--- 条目摘录 ---
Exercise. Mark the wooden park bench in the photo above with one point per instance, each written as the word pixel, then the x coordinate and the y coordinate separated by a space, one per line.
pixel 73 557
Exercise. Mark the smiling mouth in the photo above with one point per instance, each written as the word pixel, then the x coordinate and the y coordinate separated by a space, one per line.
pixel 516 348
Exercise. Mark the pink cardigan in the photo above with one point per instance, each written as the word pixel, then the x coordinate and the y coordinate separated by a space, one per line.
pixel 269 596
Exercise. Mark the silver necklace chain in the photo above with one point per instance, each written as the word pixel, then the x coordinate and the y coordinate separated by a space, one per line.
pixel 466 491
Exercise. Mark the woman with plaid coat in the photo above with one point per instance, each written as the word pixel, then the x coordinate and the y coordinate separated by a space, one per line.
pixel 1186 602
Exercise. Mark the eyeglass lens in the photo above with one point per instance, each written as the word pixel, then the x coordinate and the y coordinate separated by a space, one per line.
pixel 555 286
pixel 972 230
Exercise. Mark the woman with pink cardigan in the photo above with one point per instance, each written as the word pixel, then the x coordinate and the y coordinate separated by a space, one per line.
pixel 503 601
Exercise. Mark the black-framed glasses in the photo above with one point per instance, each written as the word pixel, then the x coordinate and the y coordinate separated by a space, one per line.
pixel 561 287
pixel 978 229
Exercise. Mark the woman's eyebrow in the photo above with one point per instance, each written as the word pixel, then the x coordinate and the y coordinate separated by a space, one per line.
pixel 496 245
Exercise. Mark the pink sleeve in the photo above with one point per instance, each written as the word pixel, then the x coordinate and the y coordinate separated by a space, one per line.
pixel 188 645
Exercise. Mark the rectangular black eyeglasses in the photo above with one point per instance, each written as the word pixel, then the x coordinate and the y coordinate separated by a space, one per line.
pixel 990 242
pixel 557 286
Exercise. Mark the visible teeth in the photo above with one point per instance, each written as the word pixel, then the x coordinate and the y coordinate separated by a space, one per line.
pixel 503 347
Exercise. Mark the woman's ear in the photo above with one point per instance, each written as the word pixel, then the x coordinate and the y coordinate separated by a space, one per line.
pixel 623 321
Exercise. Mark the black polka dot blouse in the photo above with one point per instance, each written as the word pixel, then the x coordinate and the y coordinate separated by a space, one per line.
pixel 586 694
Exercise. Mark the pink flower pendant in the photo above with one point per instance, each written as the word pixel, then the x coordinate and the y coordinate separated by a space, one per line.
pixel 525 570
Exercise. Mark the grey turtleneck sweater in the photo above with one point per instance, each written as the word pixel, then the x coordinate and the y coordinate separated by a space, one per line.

--- 题目说明 ---
从上面条目的开头写起，写到含有"pixel 978 229"的那一行为止，首尾两行都算在内，其中的"cardigan"一律改为"jacket"，其余照原样保留。只写出这些行。

--- 本题解答 ---
Exercise. Mark the wooden park bench in the photo above with one point per instance, each written as the word pixel, then the x coordinate and the y coordinate separated by a space, one per line.
pixel 73 557
Exercise. Mark the smiling mouth in the photo above with one point per instance, each written as the word pixel, then the x coordinate and the y coordinate separated by a space, one per line.
pixel 516 348
Exercise. Mark the pink jacket in the photo above with one point per instance, each written as the word pixel, then the x coordinate and the y coordinate separated by a space, one per line.
pixel 269 596
Exercise. Mark the silver necklace chain in the photo above with one point per instance, each written as the word pixel, then the x coordinate and the y coordinate separated by a space, one per line.
pixel 466 491
Exercise. Mark the woman with plaid coat in the photo above with one point per instance, each written as the word pixel, then the x coordinate and the y coordinate separated by a space, one per line.
pixel 1186 602
Exercise. Mark the eyeglass lens in the photo above with one point per instance, each written as the word pixel, then the x coordinate and the y coordinate separated by a space, one per line.
pixel 555 286
pixel 972 230
Exercise. Mark the woman with pink jacket in the photo above with one point per instance, each written as the word pixel, then the x coordinate and the y coordinate separated by a space, one per line.
pixel 503 601
Exercise. Mark the black-framed glasses in the photo above with one point per instance, each written as the word pixel, then the x coordinate and the y coordinate separated by a space, one per line.
pixel 561 287
pixel 978 229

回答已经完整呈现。